# Visual Basic > Office Development >  drawing in Access

## wengang

Pretty sure this is a hard no.
Is there a way to draw in Access?
In VB6, I built a Paint clone years ago, but all I'm trying to do is have one picture box (or whatever) where mouse down, mousemove, and mouse up combine with some kind of small lines or even dots (assuming there's no painting allowed in Access) to draw on the control.
It doesn't have to be elaborate.  It can't e a third party or ActiveX control.  It has to be native.
Thanks.

----------


## jdc2000

Possibly useful links, if you have not already seen them:

https://social.msdn.microsoft.com/Fo...orum=vbgeneral

https://social.msdn.microsoft.com/Fo...forum=winforms

https://social.msdn.microsoft.com/Fo...orum=vbgeneral

https://social.msdn.microsoft.com/Fo...orum=vbgeneral

https://social.msdn.microsoft.com/Fo...artdevicesvbcs

----------


## wengang

Well, I didn't think anybody would reply that quickly.
I decided to try out my crude dot idea, and had some early success.
If anybody wants to replicate it, pretty simple (and if you can improve it, by all means).
On a form put a small black rectangle (like 0.04"), invisible border, solid backcolor (black or whatever), visible = false.
Copy and paste until there are 500 of them (again, or whatever).
Put an image box on the form, in my case a couple of inches square, I called mine imgPalette.
In the form's code, up top dim these variables:
Dim MyPixel(1 To 500) As Rectangle
Dim tPixel As Integer, lastX As Integer, lastY As Integer

In the Form_Load event, paste this
For t = 1 To 500
Set MyPixel(t) = Controls("Box" & t + 29) 'my boxes were Box30 to Box529, adjust to your numbers
Next
tPixel = 0

Now you just need a mousemove event sub for imgPalette:

Private Sub imgPalette_MouseMove(Button As Integer, Shift As Integer, X As Single, Y As Single)
If Button = 0 Then Exit Sub
If X < 0 Or X > imgPalette.Width Then Exit Sub
If Y < 0 Or Y > imgPalette.Height Then Exit Sub
If X <> lastX Or Y <> lastY Then 'moved
tPixel = tPixel + 1
MyPixel(tPixel).Left = imgPalette.Left + X
MyPixel(tPixel).Top = imgPalette.Top + Y
MyPixel(tPixel).Visible = True
End If
lastX = X 'for next round
lastY = Y
End Sub


Lastly, I put in a command button to erase and start over:

Private Sub Command530_Click()
For t = 1 To 500
MyPixel(t).Visible = False
Next
tPixel = 0
End Sub


It's crude, but it's a start.  Anybody else?

----------


## Dan_W

I'm not very familiar with the Access flavour of VBA, and I know that it has more controls available to it (including the Picturebox?) than the rest of the Office Suite does, but I do know that you have the Userform, and as long as you have that (at least), you have access to the WIN32APIs, in which case you can definitely draw/animate, etc.

An example is the painting program made by Jaafar T on Mr Excel - https://www.mrexcel.com/board/thread...rawing.950704/ 
It may need some adjustments to be Access-friendly - I haven't looked at the code in a while, but if it does need some adjustment, it shouldn't be overly problematic.

----------

**********

§ Written tasks
1. Transcribe the part of the Access drawing thread from "Is there a way" up to and including "on the control.".
2. Pull out every line of the entries that contains the string "provide", treating uppercase and lowercase as different.

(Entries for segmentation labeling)
**********

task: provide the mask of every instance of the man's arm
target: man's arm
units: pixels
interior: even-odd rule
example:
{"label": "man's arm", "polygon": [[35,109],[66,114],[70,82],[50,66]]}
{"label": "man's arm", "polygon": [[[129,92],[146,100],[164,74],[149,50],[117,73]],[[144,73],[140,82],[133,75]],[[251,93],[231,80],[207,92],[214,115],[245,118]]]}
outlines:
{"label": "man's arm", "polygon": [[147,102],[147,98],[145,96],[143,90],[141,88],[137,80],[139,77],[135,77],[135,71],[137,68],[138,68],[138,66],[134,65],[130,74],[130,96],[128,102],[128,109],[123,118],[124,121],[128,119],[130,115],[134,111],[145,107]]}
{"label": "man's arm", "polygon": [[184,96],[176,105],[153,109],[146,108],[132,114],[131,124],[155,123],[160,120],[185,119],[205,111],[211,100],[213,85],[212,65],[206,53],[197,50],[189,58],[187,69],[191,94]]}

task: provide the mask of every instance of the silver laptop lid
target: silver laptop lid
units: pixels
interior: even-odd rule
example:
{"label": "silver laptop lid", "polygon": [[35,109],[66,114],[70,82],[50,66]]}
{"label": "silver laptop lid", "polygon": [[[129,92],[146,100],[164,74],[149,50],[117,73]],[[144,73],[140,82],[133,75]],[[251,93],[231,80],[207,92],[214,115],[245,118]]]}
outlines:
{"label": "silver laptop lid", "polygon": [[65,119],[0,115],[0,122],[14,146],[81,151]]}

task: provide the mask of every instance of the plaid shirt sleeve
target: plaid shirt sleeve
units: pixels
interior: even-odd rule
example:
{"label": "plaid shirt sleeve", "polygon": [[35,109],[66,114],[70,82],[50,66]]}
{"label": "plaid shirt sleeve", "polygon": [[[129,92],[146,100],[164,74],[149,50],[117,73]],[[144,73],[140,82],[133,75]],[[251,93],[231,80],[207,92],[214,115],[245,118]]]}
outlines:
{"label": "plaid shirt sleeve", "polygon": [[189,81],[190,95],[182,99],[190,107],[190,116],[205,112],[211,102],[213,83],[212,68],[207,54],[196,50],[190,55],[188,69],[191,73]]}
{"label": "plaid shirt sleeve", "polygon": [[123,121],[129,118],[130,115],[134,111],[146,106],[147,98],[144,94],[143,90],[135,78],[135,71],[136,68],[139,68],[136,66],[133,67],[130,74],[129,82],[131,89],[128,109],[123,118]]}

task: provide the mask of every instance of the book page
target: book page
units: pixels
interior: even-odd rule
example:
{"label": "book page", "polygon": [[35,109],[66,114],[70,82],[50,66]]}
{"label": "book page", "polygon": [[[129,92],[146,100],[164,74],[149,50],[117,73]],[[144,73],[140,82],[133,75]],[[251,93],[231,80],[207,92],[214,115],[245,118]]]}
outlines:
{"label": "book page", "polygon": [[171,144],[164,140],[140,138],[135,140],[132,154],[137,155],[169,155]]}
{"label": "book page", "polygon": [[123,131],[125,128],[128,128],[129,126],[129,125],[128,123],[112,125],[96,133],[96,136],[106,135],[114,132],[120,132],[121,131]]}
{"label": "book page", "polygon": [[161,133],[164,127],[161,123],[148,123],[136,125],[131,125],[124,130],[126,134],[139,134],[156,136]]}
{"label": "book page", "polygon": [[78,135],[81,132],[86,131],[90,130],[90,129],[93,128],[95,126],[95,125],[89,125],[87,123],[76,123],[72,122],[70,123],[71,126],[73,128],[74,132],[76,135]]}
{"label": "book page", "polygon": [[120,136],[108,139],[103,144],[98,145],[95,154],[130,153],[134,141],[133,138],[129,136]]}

**********

§ Answers for the tasks
1.
Is there a way to draw in Access?
In VB6, I built a Paint clone years ago, but all I'm trying to do is have one picture box (or whatever) where mouse down, mousemove, and mouse up combine with some kind of small lines or even dots (assuming there's no painting allowed in Access) to draw on the control.

2.
task: provide the mask of every instance of the man's arm
task: provide the mask of every instance of the silver laptop lid
task: provide the mask of every instance of the plaid shirt sleeve
task: provide the mask of every instance of the book page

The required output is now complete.